─── Provided information

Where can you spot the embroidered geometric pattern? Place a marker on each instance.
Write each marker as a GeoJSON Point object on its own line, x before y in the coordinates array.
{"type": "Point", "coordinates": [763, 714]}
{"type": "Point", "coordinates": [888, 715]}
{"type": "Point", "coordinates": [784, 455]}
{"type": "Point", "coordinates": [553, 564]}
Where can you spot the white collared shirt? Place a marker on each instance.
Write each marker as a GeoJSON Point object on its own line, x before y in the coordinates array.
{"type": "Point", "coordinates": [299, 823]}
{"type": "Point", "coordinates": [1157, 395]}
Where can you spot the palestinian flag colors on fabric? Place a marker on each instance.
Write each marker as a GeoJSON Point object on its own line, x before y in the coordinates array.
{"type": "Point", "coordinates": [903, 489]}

──────

How to complete this task>
Go through the records above and copy every line with the word "spot".

Response>
Where can you spot the embroidered geometric pattern? Place a marker on each instance.
Where can you spot the white collared shirt? Place a marker on each instance.
Where can you spot the palestinian flag colors on fabric? Place a marker on each instance.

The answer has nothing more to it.